→ **WHAT YOU WILL DO**
Return each line below that contains the string "blade", copying it unchanged.

→ **DATA RECORDS**

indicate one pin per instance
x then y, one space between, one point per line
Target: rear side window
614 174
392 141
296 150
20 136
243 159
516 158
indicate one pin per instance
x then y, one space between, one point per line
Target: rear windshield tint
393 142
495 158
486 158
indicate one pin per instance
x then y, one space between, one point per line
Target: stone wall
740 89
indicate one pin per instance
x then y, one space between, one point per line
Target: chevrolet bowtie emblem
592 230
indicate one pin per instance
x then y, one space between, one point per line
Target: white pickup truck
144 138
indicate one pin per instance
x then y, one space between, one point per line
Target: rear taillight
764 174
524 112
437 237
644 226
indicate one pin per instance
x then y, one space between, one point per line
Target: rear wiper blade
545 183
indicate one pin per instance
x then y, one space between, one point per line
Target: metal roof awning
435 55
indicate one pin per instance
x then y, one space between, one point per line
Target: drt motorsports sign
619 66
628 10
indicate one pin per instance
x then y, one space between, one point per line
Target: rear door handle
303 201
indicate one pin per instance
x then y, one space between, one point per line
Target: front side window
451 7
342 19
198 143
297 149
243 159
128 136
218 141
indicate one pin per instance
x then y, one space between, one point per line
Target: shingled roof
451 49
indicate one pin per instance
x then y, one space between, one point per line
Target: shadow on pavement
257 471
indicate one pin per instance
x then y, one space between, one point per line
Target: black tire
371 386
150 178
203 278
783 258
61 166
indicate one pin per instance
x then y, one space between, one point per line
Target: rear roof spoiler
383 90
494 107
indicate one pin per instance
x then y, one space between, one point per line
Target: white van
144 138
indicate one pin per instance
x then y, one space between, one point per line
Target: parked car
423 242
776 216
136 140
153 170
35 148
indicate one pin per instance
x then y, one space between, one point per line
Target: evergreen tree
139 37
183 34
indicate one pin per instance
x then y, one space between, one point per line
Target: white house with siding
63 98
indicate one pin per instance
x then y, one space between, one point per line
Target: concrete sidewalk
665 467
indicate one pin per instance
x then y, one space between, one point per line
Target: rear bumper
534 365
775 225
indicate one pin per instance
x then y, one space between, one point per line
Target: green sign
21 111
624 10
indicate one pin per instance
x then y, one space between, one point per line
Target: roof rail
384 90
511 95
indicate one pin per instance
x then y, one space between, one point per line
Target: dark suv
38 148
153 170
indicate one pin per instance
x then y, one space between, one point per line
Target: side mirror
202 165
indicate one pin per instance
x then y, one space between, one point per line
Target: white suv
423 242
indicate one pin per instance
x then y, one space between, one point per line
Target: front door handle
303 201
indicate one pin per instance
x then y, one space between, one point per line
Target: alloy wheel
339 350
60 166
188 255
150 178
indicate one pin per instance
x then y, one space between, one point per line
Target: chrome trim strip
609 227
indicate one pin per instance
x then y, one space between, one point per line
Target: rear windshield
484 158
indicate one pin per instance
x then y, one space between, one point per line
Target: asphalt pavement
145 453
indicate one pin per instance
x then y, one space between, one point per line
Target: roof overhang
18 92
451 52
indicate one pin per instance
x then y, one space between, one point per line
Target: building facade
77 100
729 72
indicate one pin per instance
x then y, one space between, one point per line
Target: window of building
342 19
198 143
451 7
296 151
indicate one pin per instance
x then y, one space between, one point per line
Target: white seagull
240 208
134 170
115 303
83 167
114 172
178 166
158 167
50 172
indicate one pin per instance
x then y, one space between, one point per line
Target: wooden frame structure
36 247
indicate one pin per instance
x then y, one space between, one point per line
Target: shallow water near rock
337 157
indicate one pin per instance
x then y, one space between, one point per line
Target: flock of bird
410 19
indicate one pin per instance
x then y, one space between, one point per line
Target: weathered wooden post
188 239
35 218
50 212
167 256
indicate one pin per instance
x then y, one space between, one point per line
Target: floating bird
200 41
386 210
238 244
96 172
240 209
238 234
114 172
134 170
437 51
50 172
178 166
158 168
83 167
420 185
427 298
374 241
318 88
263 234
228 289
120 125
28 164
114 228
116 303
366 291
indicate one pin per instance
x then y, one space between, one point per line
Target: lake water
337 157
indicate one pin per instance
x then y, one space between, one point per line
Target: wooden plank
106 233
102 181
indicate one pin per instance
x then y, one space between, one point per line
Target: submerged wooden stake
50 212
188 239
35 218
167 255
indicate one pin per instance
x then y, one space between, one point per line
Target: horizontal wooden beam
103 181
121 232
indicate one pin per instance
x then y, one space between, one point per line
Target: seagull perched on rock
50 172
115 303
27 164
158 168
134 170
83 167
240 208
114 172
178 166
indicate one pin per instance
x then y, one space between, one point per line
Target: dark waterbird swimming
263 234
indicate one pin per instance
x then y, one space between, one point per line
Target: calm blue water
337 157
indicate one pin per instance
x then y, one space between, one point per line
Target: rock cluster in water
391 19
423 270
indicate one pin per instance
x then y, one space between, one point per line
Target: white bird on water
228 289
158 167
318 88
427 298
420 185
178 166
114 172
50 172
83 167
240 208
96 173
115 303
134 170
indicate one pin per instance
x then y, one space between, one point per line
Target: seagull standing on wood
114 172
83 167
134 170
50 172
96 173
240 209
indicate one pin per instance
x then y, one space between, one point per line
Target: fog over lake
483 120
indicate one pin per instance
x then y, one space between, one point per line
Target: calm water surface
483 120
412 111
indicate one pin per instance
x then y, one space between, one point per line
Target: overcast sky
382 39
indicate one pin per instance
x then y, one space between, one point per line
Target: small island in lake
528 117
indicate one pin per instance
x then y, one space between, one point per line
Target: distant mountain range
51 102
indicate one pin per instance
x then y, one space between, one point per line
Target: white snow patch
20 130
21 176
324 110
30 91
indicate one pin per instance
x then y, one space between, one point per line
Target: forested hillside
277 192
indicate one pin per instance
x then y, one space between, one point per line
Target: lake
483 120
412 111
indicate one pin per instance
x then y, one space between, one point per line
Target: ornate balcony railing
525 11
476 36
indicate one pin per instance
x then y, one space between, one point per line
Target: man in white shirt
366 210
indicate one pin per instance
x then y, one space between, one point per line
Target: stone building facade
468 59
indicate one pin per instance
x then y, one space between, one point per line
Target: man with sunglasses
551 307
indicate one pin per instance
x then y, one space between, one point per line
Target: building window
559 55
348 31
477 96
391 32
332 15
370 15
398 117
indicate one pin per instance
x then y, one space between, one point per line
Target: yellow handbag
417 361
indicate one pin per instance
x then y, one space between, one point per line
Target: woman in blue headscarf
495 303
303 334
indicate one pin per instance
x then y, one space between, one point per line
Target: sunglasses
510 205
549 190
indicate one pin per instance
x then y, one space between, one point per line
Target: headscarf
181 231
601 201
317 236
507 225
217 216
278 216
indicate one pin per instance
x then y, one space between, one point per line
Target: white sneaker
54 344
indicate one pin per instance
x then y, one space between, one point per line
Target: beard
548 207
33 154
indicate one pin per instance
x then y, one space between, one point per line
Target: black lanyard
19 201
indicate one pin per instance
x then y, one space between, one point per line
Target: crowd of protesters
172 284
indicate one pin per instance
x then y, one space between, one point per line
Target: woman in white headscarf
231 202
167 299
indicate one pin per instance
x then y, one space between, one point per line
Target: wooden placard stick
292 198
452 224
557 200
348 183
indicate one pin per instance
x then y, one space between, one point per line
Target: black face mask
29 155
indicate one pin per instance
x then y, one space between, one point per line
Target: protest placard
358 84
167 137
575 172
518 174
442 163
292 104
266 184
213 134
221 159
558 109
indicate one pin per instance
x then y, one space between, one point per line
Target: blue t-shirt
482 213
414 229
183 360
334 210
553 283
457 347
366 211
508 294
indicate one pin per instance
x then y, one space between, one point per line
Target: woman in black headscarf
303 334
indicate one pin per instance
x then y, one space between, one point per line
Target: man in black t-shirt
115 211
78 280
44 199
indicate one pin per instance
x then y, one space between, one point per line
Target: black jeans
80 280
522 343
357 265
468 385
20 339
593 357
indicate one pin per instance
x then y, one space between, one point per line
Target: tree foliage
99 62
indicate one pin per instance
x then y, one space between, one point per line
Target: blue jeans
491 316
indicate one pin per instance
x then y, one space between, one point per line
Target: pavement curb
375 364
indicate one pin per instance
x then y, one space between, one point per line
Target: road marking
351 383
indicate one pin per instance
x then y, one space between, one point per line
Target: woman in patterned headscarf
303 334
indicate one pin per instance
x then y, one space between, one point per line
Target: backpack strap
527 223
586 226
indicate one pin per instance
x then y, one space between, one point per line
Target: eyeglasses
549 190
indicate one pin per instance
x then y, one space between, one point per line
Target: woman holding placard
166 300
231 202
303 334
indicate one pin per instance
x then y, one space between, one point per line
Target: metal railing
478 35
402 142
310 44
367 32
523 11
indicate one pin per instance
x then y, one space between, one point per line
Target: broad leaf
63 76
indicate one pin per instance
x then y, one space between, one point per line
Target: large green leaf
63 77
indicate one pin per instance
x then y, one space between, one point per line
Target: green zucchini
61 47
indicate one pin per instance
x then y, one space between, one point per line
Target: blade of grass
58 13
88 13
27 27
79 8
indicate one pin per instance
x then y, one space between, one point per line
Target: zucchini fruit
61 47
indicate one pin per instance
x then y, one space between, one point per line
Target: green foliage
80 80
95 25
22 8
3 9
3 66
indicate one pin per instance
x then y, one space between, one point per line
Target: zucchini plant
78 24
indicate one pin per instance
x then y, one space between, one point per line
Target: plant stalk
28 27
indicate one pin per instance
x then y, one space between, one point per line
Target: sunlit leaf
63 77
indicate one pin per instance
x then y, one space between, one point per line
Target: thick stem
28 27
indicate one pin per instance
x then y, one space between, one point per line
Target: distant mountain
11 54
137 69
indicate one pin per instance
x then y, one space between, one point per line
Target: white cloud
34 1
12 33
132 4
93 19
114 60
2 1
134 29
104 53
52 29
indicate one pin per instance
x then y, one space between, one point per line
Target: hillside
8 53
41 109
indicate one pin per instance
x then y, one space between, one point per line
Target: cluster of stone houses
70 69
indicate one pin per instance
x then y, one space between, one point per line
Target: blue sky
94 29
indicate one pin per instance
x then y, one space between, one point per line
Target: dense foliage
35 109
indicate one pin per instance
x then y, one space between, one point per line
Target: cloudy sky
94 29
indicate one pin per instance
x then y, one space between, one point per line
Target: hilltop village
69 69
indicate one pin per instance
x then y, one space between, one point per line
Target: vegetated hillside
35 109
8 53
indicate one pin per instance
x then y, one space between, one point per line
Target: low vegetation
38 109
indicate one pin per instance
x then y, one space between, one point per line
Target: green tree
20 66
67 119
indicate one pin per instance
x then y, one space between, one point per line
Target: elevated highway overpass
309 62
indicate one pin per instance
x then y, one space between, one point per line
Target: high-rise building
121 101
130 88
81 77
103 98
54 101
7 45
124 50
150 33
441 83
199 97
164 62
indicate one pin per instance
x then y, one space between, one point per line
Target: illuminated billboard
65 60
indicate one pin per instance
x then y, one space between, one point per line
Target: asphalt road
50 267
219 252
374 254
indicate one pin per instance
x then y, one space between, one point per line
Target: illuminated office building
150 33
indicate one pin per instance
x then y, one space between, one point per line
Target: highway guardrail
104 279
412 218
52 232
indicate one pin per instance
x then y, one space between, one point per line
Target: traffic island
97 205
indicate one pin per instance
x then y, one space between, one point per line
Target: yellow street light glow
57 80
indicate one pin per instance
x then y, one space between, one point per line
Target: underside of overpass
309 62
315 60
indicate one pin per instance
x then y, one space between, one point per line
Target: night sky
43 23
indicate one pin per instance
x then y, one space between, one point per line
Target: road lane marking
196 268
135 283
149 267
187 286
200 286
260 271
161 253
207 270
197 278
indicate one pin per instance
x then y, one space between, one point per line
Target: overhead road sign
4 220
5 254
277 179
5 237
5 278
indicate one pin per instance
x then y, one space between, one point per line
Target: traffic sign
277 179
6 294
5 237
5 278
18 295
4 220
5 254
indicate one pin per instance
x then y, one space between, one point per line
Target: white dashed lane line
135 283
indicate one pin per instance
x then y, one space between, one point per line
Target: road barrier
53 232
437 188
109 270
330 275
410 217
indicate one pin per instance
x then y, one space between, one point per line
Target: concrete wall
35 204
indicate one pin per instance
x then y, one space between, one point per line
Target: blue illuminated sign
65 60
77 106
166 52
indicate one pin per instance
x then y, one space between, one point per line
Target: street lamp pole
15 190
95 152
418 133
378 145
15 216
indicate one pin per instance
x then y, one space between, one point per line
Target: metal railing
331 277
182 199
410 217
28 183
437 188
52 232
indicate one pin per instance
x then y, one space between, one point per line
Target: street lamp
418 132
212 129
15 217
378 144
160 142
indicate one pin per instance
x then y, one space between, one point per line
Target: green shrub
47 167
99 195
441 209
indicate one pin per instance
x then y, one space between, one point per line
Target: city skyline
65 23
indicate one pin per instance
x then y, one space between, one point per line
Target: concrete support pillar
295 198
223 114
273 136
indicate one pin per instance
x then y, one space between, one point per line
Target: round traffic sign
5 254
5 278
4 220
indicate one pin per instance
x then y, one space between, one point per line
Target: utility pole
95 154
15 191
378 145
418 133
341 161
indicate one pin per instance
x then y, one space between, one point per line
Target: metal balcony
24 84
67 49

→ **OUTPUT FOR THIS TASK**
Target: rear wiper blade
Target: blade of grass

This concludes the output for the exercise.